▶ _CHALLENGE_
From the column on Ramallah and Gaza below, print the passage that begins with the words containing "By Amira Hass, Haaretz" and ends with "has been created.".

━━━━━ QUOTED TEXT ━━━━━

Israel’s War Against Palestine: Documenting the Military Occupation of Palestinian and Arab Lands

Amira Hass: Ramallah and Gaza are waiting

25 March 2010

By Amira Hass, Haaretz – 25 March 2010
www.haaretz.com/hasen/spages/1159017.html

Amira Hass

Amira Hass

Satisfaction – that’s what Israeli faces radiate, at least as observed by people who just came out of Ramallah or Gaza and watch Jerusalem’s busy Ben-Yehuda Street, the Ramat Aviv Mall or Ben-Gurion International Airport.

To the Israelis, nothing exists beyond the moment. It’s just like the smugness exhibited by Prime Minister Benjamin Netanyahu on his private playing field, the AIPAC conference. Have our diplomats been expelled? Is the American administration angry? We’ll bow our heads for a moment, the storm will pass, and we’ll be accepted into the honorable club of the OECD. The main thing is that Israel’s obstinate policy of separation has succeeded and that two adversarial Palestinian entities has been created.

One is building its Islamic principality in an isolated enclave, bouncing around promises that the second step toward the liberation of Jerusalem and Haifa has already been taken. The other proudly hosts representatives of donor nations in its small and crowded enclaves, and tries to persuade everybody that this is the way to build a state that includes Area C, no-man’s land, Latrun, Gaza, Al-Aqsa and the approximately 70 square kilometers that Israel has annexed and calls Jerusalem.

━━━━━ SOURCE DATA ━━━━━

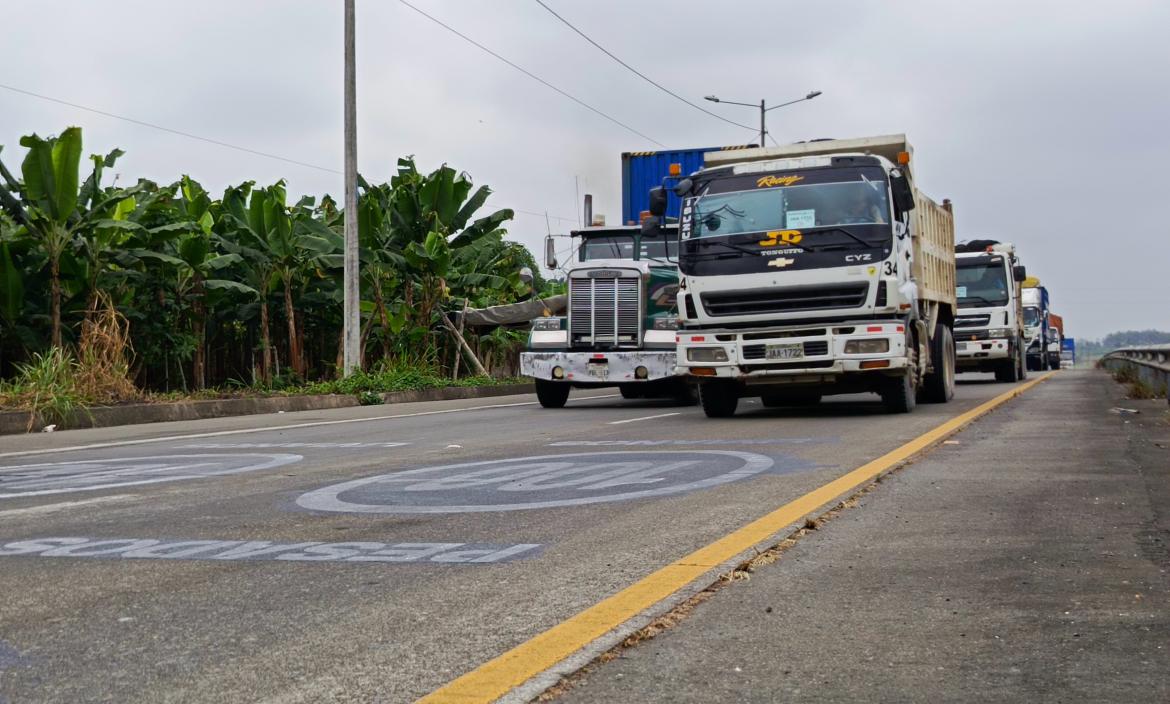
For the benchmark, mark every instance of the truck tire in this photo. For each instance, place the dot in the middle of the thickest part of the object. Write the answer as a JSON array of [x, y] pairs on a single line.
[[631, 391], [551, 394], [790, 399], [900, 395], [938, 386], [718, 399]]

━━━━━

▶ _COMPLETED EXERCISE_
By Amira Hass, Haaretz – 25 March 2010
www.haaretz.com/hasen/spages/1159017.html

Amira Hass

Amira Hass

Satisfaction – that’s what Israeli faces radiate, at least as observed by people who just came out of Ramallah or Gaza and watch Jerusalem’s busy Ben-Yehuda Street, the Ramat Aviv Mall or Ben-Gurion International Airport.

To the Israelis, nothing exists beyond the moment. It’s just like the smugness exhibited by Prime Minister Benjamin Netanyahu on his private playing field, the AIPAC conference. Have our diplomats been expelled? Is the American administration angry? We’ll bow our heads for a moment, the storm will pass, and we’ll be accepted into the honorable club of the OECD. The main thing is that Israel’s obstinate policy of separation has succeeded and that two adversarial Palestinian entities has been created.